▸ **TO DO**
Rewrite every line below from the one containing "Mark the innermost point of each instance of the white bollard" through the last line, inclusive. Shift each coordinate by adding 29 to both of its numbers, and leave all other wording unchanged.

[Entries from a point annotation set]

##############################

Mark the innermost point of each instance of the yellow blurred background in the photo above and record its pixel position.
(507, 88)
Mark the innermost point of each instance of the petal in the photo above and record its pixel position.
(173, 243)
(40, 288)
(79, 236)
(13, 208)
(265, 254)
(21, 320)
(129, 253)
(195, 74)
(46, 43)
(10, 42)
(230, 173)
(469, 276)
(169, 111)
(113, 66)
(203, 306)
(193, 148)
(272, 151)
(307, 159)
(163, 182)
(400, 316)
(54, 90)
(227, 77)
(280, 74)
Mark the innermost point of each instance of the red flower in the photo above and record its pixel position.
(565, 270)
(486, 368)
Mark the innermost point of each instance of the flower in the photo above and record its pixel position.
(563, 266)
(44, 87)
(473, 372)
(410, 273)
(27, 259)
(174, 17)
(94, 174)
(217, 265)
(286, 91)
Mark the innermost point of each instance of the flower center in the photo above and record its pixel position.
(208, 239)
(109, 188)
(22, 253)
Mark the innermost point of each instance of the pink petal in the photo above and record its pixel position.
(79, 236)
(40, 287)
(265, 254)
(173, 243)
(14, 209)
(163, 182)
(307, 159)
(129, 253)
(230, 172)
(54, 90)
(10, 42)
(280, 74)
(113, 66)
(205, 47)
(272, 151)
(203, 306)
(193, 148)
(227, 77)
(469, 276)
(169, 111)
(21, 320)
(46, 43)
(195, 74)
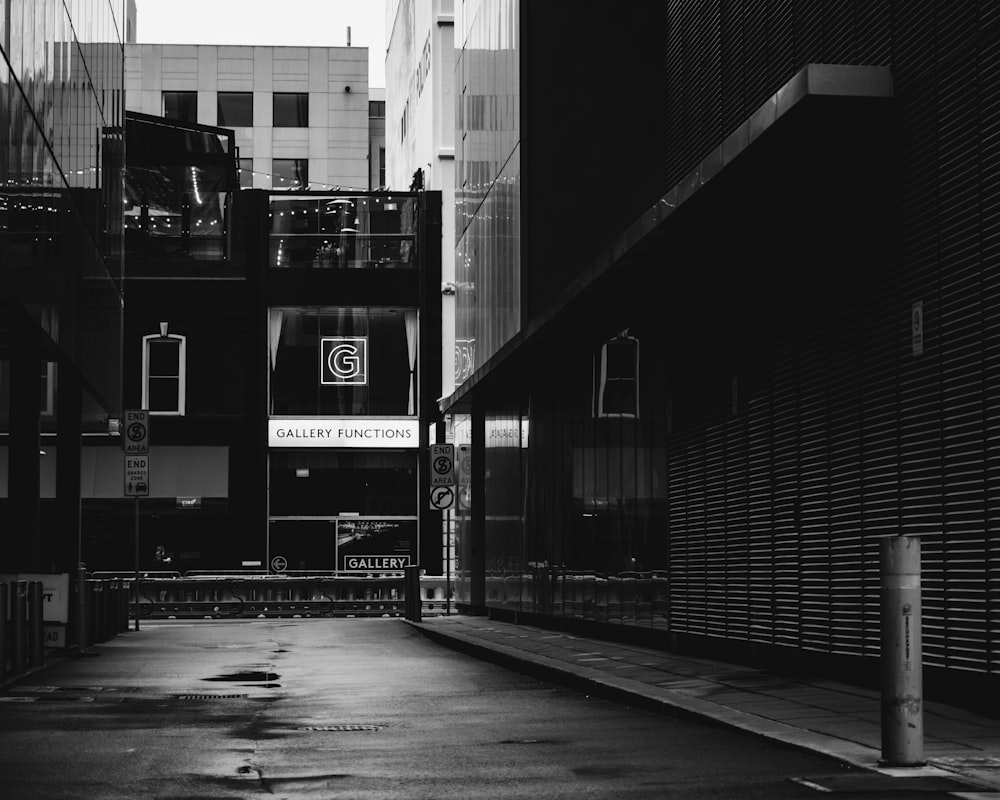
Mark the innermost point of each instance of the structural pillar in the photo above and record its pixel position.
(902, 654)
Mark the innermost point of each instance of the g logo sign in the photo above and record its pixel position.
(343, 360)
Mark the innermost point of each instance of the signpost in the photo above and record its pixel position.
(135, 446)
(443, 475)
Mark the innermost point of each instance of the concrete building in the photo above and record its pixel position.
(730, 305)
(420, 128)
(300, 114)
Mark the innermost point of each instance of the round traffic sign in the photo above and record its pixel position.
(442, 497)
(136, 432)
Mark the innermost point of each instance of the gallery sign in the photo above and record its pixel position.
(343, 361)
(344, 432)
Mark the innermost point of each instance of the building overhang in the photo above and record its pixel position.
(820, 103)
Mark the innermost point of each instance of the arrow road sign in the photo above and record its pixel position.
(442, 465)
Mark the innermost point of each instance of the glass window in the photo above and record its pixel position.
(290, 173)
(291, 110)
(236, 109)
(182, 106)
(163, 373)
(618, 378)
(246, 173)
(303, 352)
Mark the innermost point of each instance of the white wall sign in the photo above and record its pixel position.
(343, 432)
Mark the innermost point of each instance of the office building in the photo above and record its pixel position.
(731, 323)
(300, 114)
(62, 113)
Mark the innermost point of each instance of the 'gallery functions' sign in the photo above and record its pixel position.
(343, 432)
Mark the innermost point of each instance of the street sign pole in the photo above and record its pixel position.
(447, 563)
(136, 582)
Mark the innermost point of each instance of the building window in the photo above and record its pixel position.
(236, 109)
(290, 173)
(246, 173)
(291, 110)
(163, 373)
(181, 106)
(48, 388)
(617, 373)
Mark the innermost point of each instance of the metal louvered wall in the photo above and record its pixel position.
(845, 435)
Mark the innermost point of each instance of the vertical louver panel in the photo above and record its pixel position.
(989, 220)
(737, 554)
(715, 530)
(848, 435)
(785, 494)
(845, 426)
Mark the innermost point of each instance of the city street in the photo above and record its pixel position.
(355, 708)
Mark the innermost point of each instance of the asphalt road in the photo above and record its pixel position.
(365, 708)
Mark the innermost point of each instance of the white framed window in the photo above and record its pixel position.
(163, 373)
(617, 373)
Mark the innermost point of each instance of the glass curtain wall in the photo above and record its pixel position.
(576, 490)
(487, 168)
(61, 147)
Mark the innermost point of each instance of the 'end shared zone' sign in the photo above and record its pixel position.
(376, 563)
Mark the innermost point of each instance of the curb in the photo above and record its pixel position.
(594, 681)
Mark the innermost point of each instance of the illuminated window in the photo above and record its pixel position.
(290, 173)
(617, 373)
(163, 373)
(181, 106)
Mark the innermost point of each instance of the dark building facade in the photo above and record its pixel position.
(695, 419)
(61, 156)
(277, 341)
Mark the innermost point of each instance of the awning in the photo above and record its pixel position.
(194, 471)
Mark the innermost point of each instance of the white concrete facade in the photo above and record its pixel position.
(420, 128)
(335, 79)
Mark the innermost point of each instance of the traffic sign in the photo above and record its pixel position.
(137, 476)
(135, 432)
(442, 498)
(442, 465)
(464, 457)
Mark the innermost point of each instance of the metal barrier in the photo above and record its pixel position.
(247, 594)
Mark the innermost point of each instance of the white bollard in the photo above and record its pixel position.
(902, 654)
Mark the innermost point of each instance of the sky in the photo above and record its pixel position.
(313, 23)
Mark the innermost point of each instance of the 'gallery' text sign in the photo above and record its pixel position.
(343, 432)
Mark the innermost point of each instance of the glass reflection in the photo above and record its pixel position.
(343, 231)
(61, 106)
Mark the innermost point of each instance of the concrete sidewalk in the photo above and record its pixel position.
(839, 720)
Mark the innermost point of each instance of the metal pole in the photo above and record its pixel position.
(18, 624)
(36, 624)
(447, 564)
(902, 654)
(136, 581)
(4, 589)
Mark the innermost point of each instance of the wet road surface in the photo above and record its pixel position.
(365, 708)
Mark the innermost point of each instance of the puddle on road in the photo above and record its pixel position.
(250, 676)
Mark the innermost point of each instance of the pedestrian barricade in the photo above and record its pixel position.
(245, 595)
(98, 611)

##############################

▸ **ANSWER TO THE EXERCISE**
Mark the innermost point of each instance of the white bollard in the photo above and record its pixel position.
(931, 683)
Mark the innermost point of each instance of the sky in the photo above and record its pixel position.
(342, 52)
Mark the innermost point of each instance of the 'gallery' text sign in the photo above and record its pixel position.
(372, 461)
Mark the innermost point of each instance of the glass reflection in the photo above and record its pixel position.
(372, 260)
(90, 135)
Mark the innermost point of each instance of the concrete sidewalk in the photo above and record its pixel position.
(868, 749)
Mark the innermost point of each instance of the metal pole in the photo above and record its pixel position.
(47, 653)
(65, 653)
(476, 593)
(931, 683)
(165, 610)
(33, 618)
Mark the innermost point of each instance of the wet road surface in the photo above and record its pixel position.
(394, 737)
Mark the innermost point of each instance of the puddle on road in the photo above and record its pixel position.
(279, 705)
Mark the innermost point of each instance of the pedestrian barricade in the photo above and record its pixel position.
(274, 624)
(127, 640)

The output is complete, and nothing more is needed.